* [WHAT TO PRODUCE]
An exact copy of the listing is required.

- - - - -

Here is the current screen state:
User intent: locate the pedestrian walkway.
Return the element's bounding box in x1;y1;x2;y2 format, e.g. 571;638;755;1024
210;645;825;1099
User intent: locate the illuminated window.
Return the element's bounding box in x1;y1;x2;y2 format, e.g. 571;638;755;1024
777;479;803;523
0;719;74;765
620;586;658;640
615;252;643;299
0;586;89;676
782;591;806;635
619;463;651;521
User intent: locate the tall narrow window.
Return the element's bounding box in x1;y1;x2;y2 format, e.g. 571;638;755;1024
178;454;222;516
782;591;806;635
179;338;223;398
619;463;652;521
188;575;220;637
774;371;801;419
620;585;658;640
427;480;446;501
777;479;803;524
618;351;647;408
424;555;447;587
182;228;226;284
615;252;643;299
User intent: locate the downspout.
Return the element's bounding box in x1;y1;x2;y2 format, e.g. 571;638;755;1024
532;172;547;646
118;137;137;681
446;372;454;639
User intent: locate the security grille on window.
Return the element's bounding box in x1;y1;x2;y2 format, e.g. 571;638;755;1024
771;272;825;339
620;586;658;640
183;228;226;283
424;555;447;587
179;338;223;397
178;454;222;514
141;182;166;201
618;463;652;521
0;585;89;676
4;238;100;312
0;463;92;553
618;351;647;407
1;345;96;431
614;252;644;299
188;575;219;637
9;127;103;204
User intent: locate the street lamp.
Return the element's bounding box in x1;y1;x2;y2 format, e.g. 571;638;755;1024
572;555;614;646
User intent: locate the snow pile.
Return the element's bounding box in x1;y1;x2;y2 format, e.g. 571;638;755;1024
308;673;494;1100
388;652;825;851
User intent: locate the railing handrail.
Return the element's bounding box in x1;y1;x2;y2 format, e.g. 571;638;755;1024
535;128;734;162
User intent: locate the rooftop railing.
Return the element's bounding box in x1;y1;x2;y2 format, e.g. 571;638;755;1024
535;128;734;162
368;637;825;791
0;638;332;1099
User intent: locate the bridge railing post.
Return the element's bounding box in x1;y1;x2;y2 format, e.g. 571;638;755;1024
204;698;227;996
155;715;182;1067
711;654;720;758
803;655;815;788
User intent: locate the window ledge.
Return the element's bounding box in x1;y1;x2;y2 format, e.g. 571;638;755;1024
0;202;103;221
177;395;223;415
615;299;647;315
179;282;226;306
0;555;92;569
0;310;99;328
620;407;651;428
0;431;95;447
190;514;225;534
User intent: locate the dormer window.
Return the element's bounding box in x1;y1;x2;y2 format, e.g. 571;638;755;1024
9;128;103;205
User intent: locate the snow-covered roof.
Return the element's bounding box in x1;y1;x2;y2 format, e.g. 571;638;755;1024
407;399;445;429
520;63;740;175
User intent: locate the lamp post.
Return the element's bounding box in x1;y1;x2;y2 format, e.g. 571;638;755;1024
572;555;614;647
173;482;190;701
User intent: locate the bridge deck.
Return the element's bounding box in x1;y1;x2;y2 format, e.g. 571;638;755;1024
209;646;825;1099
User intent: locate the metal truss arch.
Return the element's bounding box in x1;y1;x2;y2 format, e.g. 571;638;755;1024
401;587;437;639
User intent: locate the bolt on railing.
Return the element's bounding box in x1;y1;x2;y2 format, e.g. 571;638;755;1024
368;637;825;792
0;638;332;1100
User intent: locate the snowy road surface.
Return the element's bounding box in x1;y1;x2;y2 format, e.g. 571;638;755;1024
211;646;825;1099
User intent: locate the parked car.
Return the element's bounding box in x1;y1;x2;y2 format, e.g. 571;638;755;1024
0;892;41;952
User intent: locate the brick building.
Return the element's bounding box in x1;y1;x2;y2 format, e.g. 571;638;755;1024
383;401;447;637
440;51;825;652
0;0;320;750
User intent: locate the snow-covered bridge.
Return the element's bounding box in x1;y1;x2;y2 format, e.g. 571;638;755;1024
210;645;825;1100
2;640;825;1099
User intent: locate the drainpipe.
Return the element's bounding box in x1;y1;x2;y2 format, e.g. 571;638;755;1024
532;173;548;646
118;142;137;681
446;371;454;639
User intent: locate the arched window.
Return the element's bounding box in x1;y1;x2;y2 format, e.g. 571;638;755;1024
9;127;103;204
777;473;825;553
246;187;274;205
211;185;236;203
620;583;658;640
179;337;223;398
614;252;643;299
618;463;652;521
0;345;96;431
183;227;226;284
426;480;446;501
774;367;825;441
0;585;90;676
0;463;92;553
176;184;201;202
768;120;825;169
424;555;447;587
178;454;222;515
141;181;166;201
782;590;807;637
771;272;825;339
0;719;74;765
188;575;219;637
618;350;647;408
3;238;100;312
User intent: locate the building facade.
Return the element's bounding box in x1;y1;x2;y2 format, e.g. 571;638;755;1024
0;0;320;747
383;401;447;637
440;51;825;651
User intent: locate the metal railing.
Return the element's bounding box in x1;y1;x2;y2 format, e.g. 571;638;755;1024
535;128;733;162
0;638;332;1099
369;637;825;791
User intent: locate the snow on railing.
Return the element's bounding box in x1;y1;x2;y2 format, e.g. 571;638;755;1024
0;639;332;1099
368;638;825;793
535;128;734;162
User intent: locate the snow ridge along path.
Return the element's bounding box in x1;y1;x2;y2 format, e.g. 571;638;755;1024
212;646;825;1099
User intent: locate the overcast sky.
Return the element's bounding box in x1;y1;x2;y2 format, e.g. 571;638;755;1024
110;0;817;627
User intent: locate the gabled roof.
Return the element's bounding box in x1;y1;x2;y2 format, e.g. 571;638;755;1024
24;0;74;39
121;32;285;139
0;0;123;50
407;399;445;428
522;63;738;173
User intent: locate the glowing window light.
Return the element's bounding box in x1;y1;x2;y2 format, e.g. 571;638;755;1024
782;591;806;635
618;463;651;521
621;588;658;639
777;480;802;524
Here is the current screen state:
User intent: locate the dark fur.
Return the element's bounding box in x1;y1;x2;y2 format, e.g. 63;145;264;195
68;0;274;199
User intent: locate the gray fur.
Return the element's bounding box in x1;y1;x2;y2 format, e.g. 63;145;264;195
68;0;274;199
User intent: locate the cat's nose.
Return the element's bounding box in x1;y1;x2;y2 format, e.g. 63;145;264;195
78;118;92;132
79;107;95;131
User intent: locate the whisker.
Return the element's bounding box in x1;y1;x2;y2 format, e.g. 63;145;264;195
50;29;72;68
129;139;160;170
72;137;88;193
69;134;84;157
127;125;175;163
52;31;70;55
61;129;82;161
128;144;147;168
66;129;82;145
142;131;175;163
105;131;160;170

- - - - -

* [SOLUTION TO THIS EXERCISE]
Here is the current screen state:
User intent: locate the pedestrian walkway.
Return the element's bounding box in x1;y1;x2;y2 format, e.g. 571;638;755;1024
210;645;825;1099
User intent: locate the illuminated window.
Return the element's bounding box in x1;y1;x2;y2 format, e.g. 571;638;755;1024
777;479;803;523
0;719;74;765
620;586;658;640
615;252;643;299
0;586;89;676
782;591;806;635
619;463;651;521
User intent: locate the tall narrow window.
Return the element's bounding box in x1;y1;x2;y2 format, e.g. 571;638;755;1024
178;454;222;516
782;591;806;635
179;338;223;398
619;463;652;521
188;575;220;637
774;371;801;419
620;585;658;640
427;480;446;501
777;479;803;524
618;351;647;408
424;555;447;587
182;228;226;284
615;252;643;299
User intent: locate the downspout.
Return the element's bounding box in x1;y1;x2;y2 format, e.g. 571;638;755;1024
532;172;547;646
118;137;137;681
446;372;454;639
User intent: locate the security grille on window.
Return the element's bounding box in x1;y1;x2;y2 format, e.g. 571;638;755;1024
771;272;825;339
620;586;658;640
183;228;226;283
424;555;447;587
179;338;223;397
178;454;222;514
141;182;166;201
618;463;652;521
0;585;89;676
4;238;100;312
0;463;92;553
618;351;647;407
1;345;96;431
614;252;644;299
188;575;219;637
9;127;103;204
User intent: locate the street lamp.
Return the element's bounding box in x1;y1;x2;y2 format, e.g. 571;638;755;1024
572;555;614;646
User intent: locate the snow pile.
Return the element's bounding box in x1;y1;x2;y2 format, e.g. 571;638;755;1024
308;673;494;1100
388;652;825;851
User intent: locate the railing handrail.
Return the element's bounding box in x1;y1;x2;y2 format, e.g. 571;638;755;1024
535;128;734;162
User intent: locate the rooftop railing.
Return the element's bounding box in x1;y1;x2;y2 format, e.g. 571;638;755;1024
535;128;734;162
368;637;825;791
0;638;332;1099
User intent: locate the bridge railing post.
Return the element's bounding box in x1;y1;x2;y2 format, e.g. 571;638;755;1024
204;698;227;996
155;715;182;1067
711;654;720;758
803;655;815;788
User intent: locate the window ledge.
Return the element's bounding box in x1;y1;x2;y2 format, e.g. 571;638;755;1024
0;202;103;221
177;395;223;415
615;299;647;315
179;282;226;306
0;555;92;569
0;310;99;328
620;407;651;428
0;431;95;447
190;514;225;534
User intent: locate the dormer window.
Return the element's bounding box in x1;y1;x2;y2 format, e.g. 571;638;755;1024
9;128;103;205
User intent: locate the snow-covered roof.
Return the element's bounding box in x1;y1;x2;y2 format, e.g. 571;638;755;1024
407;399;445;429
520;63;740;175
User intent: locate the lamp post.
Return the element's bounding box in x1;y1;x2;y2 format, e.g. 571;638;755;1024
572;555;614;647
173;482;190;701
User intent: locate the bridge deck.
Return the element's bounding box in x1;y1;x2;y2 format, e.g. 571;638;755;1024
209;646;825;1099
User intent: locate the metal truss arch.
Return the element's bounding box in x1;y1;x2;y2 format, e.g. 571;638;755;1024
401;587;437;639
User intent: locate the bolt on railing.
Return the element's bounding box in x1;y1;x2;y2 format, e.g. 571;638;755;1024
368;637;825;792
0;638;332;1100
User intent: locate the snowy road surface.
Return the element's bounding box in x1;y1;x2;y2 format, e.g. 571;638;755;1024
211;646;825;1099
User intent: locate the parked car.
Return the element's bounding box in x1;y1;x2;y2 format, e.g. 571;638;755;1024
0;892;41;952
User intent: locate the brick building.
Return the element's bounding box in x1;y1;x2;y2 format, e.g. 571;638;755;1024
383;401;447;637
440;51;825;652
0;0;320;750
User intent: locate the snow-covered bridge.
Return the element's bounding box in x1;y1;x2;y2 format, e.g. 571;638;755;1024
210;645;825;1100
2;640;825;1099
User intent: locate the drainpipe.
Return the element's bounding box in x1;y1;x2;y2 format, e.g. 571;638;755;1024
532;173;548;646
118;142;137;681
446;371;454;639
User intent: locate the arched window.
Return the element's bounding box in x1;y1;x2;y2 format, e.g. 571;638;755;1024
9;127;103;204
777;473;825;553
246;187;274;205
211;185;236;203
620;583;658;640
179;337;223;398
614;252;643;299
618;463;652;521
0;345;96;431
183;227;226;284
426;480;446;501
774;367;825;441
0;585;90;676
0;463;92;553
176;184;201;202
768;120;825;169
424;555;447;587
178;454;222;515
141;181;166;201
782;590;807;637
771;272;825;339
0;719;74;765
188;575;219;637
618;350;647;408
3;238;100;312
User intent: locate the building facade.
Return the element's bounding box in x1;y1;x2;y2 format, e.g. 571;638;755;1024
0;0;320;747
383;401;447;637
440;51;825;651
User intent: locate the metal railing.
Return the element's bounding box in x1;y1;x2;y2 format, e.g. 571;638;755;1024
535;128;733;162
0;638;332;1099
369;637;825;791
User intent: locate the snow on railing.
Return the element's bounding box in x1;y1;x2;y2 format, e.g. 571;638;755;1024
0;639;332;1099
368;638;825;793
535;128;734;162
User intent: locate the snow ridge along path.
Return the element's bounding box in x1;y1;x2;y2 format, e.g. 571;638;755;1024
212;646;825;1099
User intent: locate the overcast sky.
Return the element's bounding box in x1;y1;x2;y2 format, e.g. 571;638;755;1024
110;0;817;627
User intent: locate the gabled roof.
Return the element's bounding box in x1;y1;x2;y2 format, e.g. 571;638;755;1024
24;0;74;39
121;32;285;139
0;0;123;50
407;399;445;428
522;63;738;173
User intent: locate the glowing window light.
Return the element's bounding box in x1;y1;x2;y2 format, e.g. 571;638;755;1024
782;591;806;635
618;463;651;521
621;588;658;639
777;480;802;524
Here is the current screen state:
User intent: locate the dark fur.
Return the element's bounding box in x1;y1;x2;y2 format, e.g. 63;145;264;195
68;0;274;199
User intent: locate the gray fur.
Return the element's bounding box in x1;y1;x2;y2 format, e.g. 63;145;264;195
68;0;274;199
User intent: locate the cat's nose.
Return the element's bounding box in x1;y1;x2;y2 format, e.g. 63;145;264;195
78;118;92;132
79;107;95;131
User intent: locate the whisker.
Return the element's bounding box in x1;y1;x2;y2 format, e.g. 63;145;264;195
50;29;72;68
129;139;160;170
72;137;88;193
69;134;84;157
127;125;175;163
52;31;70;55
61;129;82;161
128;144;147;168
66;129;82;145
142;131;175;163
105;131;160;170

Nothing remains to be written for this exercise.